Content starts
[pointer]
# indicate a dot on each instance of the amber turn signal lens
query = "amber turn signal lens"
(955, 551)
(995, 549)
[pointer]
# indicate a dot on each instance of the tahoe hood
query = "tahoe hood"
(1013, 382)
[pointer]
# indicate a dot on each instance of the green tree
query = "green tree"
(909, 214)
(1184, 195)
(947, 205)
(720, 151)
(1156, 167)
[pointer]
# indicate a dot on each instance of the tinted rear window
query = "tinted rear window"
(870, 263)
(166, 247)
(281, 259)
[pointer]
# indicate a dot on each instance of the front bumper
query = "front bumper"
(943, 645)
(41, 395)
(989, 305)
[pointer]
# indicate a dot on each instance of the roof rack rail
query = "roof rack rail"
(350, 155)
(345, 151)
Content ends
_INSTRUCTIONS FOR THE TASK_
Please return all lines above in which the string "each" is found.

_TASK RESULT_
# indicate a dot on each instance of the amber turn signal lens
# indicate a dot on each instance of the tahoe hood
# indicate a dot on each instance of the green tree
# indicate a dot on each instance of the tinted rear window
# indicate a dot on each instance of the front bumper
# indicate a dot on each instance of the roof rack rail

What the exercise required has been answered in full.